→ **TESTO DA ANALIZZARE**:
/---

Ciao Giancarlo, sono quattro anni esatti che te ne sei andato, era il 31 marzo 2020, ma non credere che ti abbiamo dimenticato. Te ne sei andato nel modo peggiore, ucciso dal Covid, per giunta senza neppure la consolazione che quel drammatico passaggio avrebbe insegnato qualcosa di serio a chi rimaneva. Pensa, quelli che allora lamentavano fossero eccessive le misure prese per fronteggiare la pandemia, adesso hanno addirittura istituito una commissione parlamentare per indagare sul perché allora non fu fatto di più.
Molti di noi si sono salvati grazie al sistema sanitario pubblico, che seppure con le sue storture e insufficienze, ha comunque retto un argine prima del baratro, ma neppure questo ha insegnato qualcosa. Adesso sulla sanità si fanno meno investimenti lasciando che il settore volga progressivamente al privato. A scapito di chi, non te lo devo spiegare io, visto che nella tua vita hai fatto per tanto tempo anche il sindacalista. Se poi a questo aggiungo il ricordo degli oltre 100 medici in pensione che si sono immolati rientrando volontariamente in ospedale per dare una mano ai colleghi stremati dalla catastrofe, beh, allora il mio disagio è ancora più forte.

\---

Dati memorizzati:

/---

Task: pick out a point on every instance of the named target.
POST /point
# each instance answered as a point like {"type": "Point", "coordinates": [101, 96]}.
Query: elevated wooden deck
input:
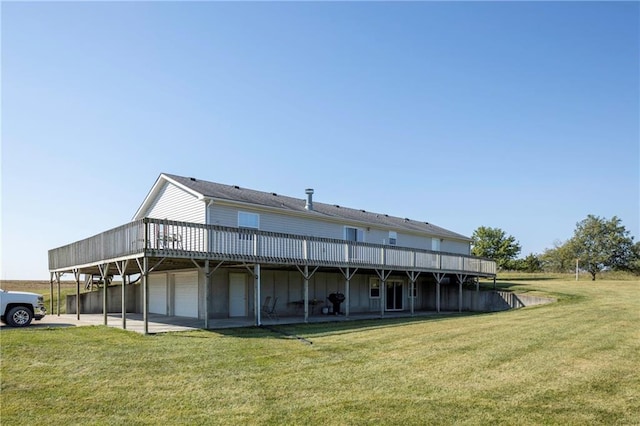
{"type": "Point", "coordinates": [182, 243]}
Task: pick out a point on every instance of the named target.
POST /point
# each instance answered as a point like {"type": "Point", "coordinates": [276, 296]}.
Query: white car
{"type": "Point", "coordinates": [19, 308]}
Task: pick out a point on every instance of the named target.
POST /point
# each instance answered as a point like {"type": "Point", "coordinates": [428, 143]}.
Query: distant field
{"type": "Point", "coordinates": [573, 362]}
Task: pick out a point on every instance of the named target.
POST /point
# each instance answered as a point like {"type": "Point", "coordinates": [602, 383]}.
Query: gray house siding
{"type": "Point", "coordinates": [450, 246]}
{"type": "Point", "coordinates": [225, 215]}
{"type": "Point", "coordinates": [174, 203]}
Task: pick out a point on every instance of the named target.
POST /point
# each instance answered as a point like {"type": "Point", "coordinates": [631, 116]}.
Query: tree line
{"type": "Point", "coordinates": [598, 244]}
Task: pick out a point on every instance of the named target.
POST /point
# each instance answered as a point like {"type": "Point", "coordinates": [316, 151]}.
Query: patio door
{"type": "Point", "coordinates": [393, 295]}
{"type": "Point", "coordinates": [237, 295]}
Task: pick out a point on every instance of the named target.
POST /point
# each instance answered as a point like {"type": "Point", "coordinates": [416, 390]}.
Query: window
{"type": "Point", "coordinates": [374, 288]}
{"type": "Point", "coordinates": [413, 292]}
{"type": "Point", "coordinates": [393, 238]}
{"type": "Point", "coordinates": [353, 234]}
{"type": "Point", "coordinates": [248, 220]}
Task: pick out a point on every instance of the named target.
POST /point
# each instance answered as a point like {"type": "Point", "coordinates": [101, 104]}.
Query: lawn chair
{"type": "Point", "coordinates": [270, 309]}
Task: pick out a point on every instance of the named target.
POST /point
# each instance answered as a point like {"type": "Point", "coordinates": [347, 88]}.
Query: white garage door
{"type": "Point", "coordinates": [158, 294]}
{"type": "Point", "coordinates": [186, 295]}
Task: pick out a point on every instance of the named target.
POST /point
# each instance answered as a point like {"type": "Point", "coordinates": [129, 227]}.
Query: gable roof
{"type": "Point", "coordinates": [217, 191]}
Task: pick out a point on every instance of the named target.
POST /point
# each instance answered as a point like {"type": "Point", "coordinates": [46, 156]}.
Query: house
{"type": "Point", "coordinates": [211, 251]}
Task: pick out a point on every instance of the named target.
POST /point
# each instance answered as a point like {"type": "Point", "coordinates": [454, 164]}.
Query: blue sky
{"type": "Point", "coordinates": [521, 116]}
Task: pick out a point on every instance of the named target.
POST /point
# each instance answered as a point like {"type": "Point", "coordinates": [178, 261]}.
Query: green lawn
{"type": "Point", "coordinates": [572, 362]}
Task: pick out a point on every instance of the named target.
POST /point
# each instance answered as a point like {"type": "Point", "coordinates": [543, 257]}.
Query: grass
{"type": "Point", "coordinates": [572, 362]}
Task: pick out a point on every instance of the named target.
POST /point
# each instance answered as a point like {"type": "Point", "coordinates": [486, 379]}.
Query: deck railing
{"type": "Point", "coordinates": [154, 237]}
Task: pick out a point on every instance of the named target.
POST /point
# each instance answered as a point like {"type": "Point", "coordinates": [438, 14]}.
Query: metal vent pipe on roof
{"type": "Point", "coordinates": [309, 204]}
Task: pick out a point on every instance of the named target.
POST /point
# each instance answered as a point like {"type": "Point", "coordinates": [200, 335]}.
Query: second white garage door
{"type": "Point", "coordinates": [186, 295]}
{"type": "Point", "coordinates": [158, 294]}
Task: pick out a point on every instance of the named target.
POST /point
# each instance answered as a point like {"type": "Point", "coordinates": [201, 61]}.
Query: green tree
{"type": "Point", "coordinates": [560, 258]}
{"type": "Point", "coordinates": [495, 244]}
{"type": "Point", "coordinates": [532, 263]}
{"type": "Point", "coordinates": [599, 243]}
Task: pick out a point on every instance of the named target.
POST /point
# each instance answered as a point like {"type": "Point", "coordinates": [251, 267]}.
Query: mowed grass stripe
{"type": "Point", "coordinates": [572, 362]}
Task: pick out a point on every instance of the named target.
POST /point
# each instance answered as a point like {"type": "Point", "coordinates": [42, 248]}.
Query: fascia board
{"type": "Point", "coordinates": [154, 192]}
{"type": "Point", "coordinates": [304, 215]}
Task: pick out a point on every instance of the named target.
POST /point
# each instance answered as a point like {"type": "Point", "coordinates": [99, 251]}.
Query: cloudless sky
{"type": "Point", "coordinates": [521, 116]}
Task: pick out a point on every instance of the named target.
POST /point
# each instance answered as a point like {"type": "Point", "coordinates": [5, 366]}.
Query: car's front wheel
{"type": "Point", "coordinates": [19, 316]}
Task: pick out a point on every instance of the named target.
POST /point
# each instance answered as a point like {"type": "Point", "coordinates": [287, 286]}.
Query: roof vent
{"type": "Point", "coordinates": [309, 204]}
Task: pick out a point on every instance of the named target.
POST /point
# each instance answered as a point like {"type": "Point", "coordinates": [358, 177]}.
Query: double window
{"type": "Point", "coordinates": [374, 288]}
{"type": "Point", "coordinates": [393, 238]}
{"type": "Point", "coordinates": [248, 220]}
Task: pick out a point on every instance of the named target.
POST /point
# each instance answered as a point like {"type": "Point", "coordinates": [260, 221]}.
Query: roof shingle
{"type": "Point", "coordinates": [270, 199]}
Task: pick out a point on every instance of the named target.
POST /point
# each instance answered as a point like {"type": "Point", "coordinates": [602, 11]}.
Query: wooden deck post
{"type": "Point", "coordinates": [256, 303]}
{"type": "Point", "coordinates": [51, 292]}
{"type": "Point", "coordinates": [145, 294]}
{"type": "Point", "coordinates": [104, 271]}
{"type": "Point", "coordinates": [124, 302]}
{"type": "Point", "coordinates": [413, 276]}
{"type": "Point", "coordinates": [306, 293]}
{"type": "Point", "coordinates": [439, 277]}
{"type": "Point", "coordinates": [207, 292]}
{"type": "Point", "coordinates": [58, 275]}
{"type": "Point", "coordinates": [76, 275]}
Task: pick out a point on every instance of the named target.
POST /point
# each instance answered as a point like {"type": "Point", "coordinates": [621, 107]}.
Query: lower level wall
{"type": "Point", "coordinates": [474, 301]}
{"type": "Point", "coordinates": [91, 302]}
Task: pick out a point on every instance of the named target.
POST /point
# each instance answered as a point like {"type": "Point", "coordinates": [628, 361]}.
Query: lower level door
{"type": "Point", "coordinates": [237, 295]}
{"type": "Point", "coordinates": [394, 295]}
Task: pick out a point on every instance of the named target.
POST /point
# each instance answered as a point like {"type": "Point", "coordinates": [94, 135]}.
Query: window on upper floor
{"type": "Point", "coordinates": [393, 238]}
{"type": "Point", "coordinates": [248, 220]}
{"type": "Point", "coordinates": [374, 288]}
{"type": "Point", "coordinates": [353, 234]}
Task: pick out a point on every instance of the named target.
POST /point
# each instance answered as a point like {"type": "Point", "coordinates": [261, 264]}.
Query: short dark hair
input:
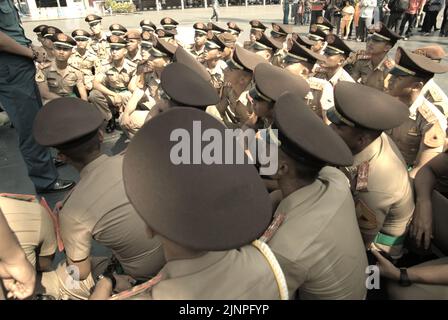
{"type": "Point", "coordinates": [80, 152]}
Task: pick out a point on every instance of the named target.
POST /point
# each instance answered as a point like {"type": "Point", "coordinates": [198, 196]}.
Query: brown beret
{"type": "Point", "coordinates": [272, 81]}
{"type": "Point", "coordinates": [117, 29]}
{"type": "Point", "coordinates": [323, 24]}
{"type": "Point", "coordinates": [185, 86]}
{"type": "Point", "coordinates": [169, 23]}
{"type": "Point", "coordinates": [245, 59]}
{"type": "Point", "coordinates": [65, 120]}
{"type": "Point", "coordinates": [80, 34]}
{"type": "Point", "coordinates": [280, 30]}
{"type": "Point", "coordinates": [336, 45]}
{"type": "Point", "coordinates": [416, 65]}
{"type": "Point", "coordinates": [211, 207]}
{"type": "Point", "coordinates": [233, 28]}
{"type": "Point", "coordinates": [433, 52]}
{"type": "Point", "coordinates": [257, 25]}
{"type": "Point", "coordinates": [303, 135]}
{"type": "Point", "coordinates": [63, 40]}
{"type": "Point", "coordinates": [357, 105]}
{"type": "Point", "coordinates": [39, 28]}
{"type": "Point", "coordinates": [299, 53]}
{"type": "Point", "coordinates": [147, 25]}
{"type": "Point", "coordinates": [49, 31]}
{"type": "Point", "coordinates": [265, 42]}
{"type": "Point", "coordinates": [133, 34]}
{"type": "Point", "coordinates": [92, 18]}
{"type": "Point", "coordinates": [184, 57]}
{"type": "Point", "coordinates": [162, 33]}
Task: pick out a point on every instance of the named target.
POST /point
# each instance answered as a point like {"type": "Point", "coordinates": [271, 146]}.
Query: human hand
{"type": "Point", "coordinates": [387, 269]}
{"type": "Point", "coordinates": [124, 282]}
{"type": "Point", "coordinates": [19, 278]}
{"type": "Point", "coordinates": [40, 55]}
{"type": "Point", "coordinates": [421, 225]}
{"type": "Point", "coordinates": [117, 99]}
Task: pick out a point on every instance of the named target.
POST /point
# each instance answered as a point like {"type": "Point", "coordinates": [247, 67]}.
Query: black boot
{"type": "Point", "coordinates": [110, 126]}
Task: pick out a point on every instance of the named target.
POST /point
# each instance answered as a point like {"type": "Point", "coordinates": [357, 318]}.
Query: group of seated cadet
{"type": "Point", "coordinates": [352, 130]}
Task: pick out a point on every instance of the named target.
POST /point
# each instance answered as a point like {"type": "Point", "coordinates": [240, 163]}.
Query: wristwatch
{"type": "Point", "coordinates": [35, 54]}
{"type": "Point", "coordinates": [108, 276]}
{"type": "Point", "coordinates": [404, 278]}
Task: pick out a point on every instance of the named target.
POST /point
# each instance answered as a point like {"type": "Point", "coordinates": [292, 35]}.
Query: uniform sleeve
{"type": "Point", "coordinates": [294, 272]}
{"type": "Point", "coordinates": [48, 243]}
{"type": "Point", "coordinates": [80, 78]}
{"type": "Point", "coordinates": [75, 236]}
{"type": "Point", "coordinates": [372, 209]}
{"type": "Point", "coordinates": [40, 75]}
{"type": "Point", "coordinates": [355, 71]}
{"type": "Point", "coordinates": [327, 99]}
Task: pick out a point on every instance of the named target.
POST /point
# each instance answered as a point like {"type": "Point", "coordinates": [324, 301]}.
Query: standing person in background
{"type": "Point", "coordinates": [410, 17]}
{"type": "Point", "coordinates": [396, 15]}
{"type": "Point", "coordinates": [301, 12]}
{"type": "Point", "coordinates": [385, 12]}
{"type": "Point", "coordinates": [215, 10]}
{"type": "Point", "coordinates": [17, 273]}
{"type": "Point", "coordinates": [295, 4]}
{"type": "Point", "coordinates": [434, 7]}
{"type": "Point", "coordinates": [317, 6]}
{"type": "Point", "coordinates": [366, 15]}
{"type": "Point", "coordinates": [444, 27]}
{"type": "Point", "coordinates": [355, 23]}
{"type": "Point", "coordinates": [307, 12]}
{"type": "Point", "coordinates": [20, 98]}
{"type": "Point", "coordinates": [337, 15]}
{"type": "Point", "coordinates": [347, 16]}
{"type": "Point", "coordinates": [286, 4]}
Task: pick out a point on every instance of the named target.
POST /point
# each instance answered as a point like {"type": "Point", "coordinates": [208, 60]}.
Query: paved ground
{"type": "Point", "coordinates": [13, 176]}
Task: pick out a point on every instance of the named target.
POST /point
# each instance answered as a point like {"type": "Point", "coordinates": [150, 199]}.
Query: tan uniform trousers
{"type": "Point", "coordinates": [134, 122]}
{"type": "Point", "coordinates": [61, 286]}
{"type": "Point", "coordinates": [418, 291]}
{"type": "Point", "coordinates": [440, 221]}
{"type": "Point", "coordinates": [106, 104]}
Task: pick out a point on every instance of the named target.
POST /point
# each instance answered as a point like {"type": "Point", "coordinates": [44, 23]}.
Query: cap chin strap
{"type": "Point", "coordinates": [405, 70]}
{"type": "Point", "coordinates": [267, 253]}
{"type": "Point", "coordinates": [343, 119]}
{"type": "Point", "coordinates": [381, 36]}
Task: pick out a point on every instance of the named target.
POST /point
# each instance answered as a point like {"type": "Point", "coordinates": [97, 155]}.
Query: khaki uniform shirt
{"type": "Point", "coordinates": [85, 64]}
{"type": "Point", "coordinates": [241, 274]}
{"type": "Point", "coordinates": [340, 75]}
{"type": "Point", "coordinates": [318, 245]}
{"type": "Point", "coordinates": [364, 72]}
{"type": "Point", "coordinates": [32, 225]}
{"type": "Point", "coordinates": [99, 209]}
{"type": "Point", "coordinates": [434, 94]}
{"type": "Point", "coordinates": [217, 74]}
{"type": "Point", "coordinates": [425, 128]}
{"type": "Point", "coordinates": [235, 110]}
{"type": "Point", "coordinates": [197, 53]}
{"type": "Point", "coordinates": [100, 48]}
{"type": "Point", "coordinates": [117, 79]}
{"type": "Point", "coordinates": [60, 82]}
{"type": "Point", "coordinates": [382, 192]}
{"type": "Point", "coordinates": [320, 98]}
{"type": "Point", "coordinates": [137, 58]}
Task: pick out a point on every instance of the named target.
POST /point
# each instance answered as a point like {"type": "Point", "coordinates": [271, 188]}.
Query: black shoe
{"type": "Point", "coordinates": [111, 126]}
{"type": "Point", "coordinates": [58, 186]}
{"type": "Point", "coordinates": [58, 163]}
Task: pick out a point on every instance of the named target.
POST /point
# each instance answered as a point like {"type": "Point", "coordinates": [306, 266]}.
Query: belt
{"type": "Point", "coordinates": [118, 89]}
{"type": "Point", "coordinates": [388, 240]}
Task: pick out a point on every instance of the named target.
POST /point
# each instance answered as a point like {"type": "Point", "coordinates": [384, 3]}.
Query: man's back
{"type": "Point", "coordinates": [98, 208]}
{"type": "Point", "coordinates": [319, 245]}
{"type": "Point", "coordinates": [32, 226]}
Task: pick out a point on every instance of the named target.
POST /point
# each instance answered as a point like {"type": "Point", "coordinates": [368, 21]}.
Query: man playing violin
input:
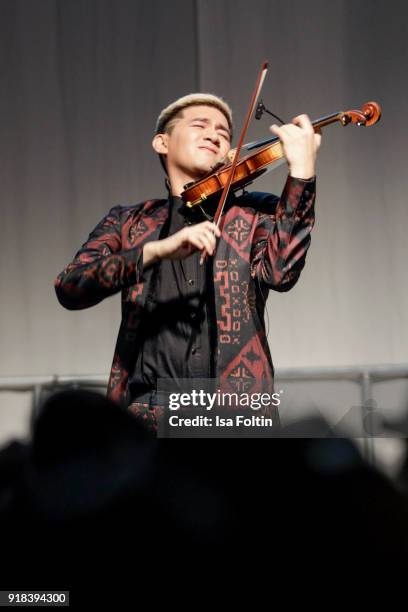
{"type": "Point", "coordinates": [193, 292]}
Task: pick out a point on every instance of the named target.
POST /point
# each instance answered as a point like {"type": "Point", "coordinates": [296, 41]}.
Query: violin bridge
{"type": "Point", "coordinates": [201, 199]}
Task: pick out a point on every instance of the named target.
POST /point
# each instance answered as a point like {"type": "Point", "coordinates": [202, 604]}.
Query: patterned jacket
{"type": "Point", "coordinates": [263, 246]}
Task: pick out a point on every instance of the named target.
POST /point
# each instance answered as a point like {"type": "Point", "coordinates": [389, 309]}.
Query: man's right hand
{"type": "Point", "coordinates": [183, 243]}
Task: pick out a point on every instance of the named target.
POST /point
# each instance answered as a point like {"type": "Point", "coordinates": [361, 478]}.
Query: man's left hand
{"type": "Point", "coordinates": [300, 144]}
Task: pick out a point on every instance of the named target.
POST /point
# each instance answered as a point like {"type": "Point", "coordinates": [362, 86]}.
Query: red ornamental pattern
{"type": "Point", "coordinates": [263, 246]}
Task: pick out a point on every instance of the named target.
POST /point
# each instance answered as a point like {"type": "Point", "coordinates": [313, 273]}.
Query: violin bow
{"type": "Point", "coordinates": [254, 100]}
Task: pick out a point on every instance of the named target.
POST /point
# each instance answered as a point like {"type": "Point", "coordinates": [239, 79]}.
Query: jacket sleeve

\---

Riporta integralmente il testo rivolto a Giancarlo, senza cambiare nulla. I record non servono per svolgere il compito.

→ **RISULTATO**:
Ciao Giancarlo, sono quattro anni esatti che te ne sei andato, era il 31 marzo 2020, ma non credere che ti abbiamo dimenticato. Te ne sei andato nel modo peggiore, ucciso dal Covid, per giunta senza neppure la consolazione che quel drammatico passaggio avrebbe insegnato qualcosa di serio a chi rimaneva. Pensa, quelli che allora lamentavano fossero eccessive le misure prese per fronteggiare la pandemia, adesso hanno addirittura istituito una commissione parlamentare per indagare sul perché allora non fu fatto di più.
Molti di noi si sono salvati grazie al sistema sanitario pubblico, che seppure con le sue storture e insufficienze, ha comunque retto un argine prima del baratro, ma neppure questo ha insegnato qualcosa. Adesso sulla sanità si fanno meno investimenti lasciando che il settore volga progressivamente al privato. A scapito di chi, non te lo devo spiegare io, visto che nella tua vita hai fatto per tanto tempo anche il sindacalista. Se poi a questo aggiungo il ricordo degli oltre 100 medici in pensione che si sono immolati rientrando volontariamente in ospedale per dare una mano ai colleghi stremati dalla catastrofe, beh, allora il mio disagio è ancora più forte.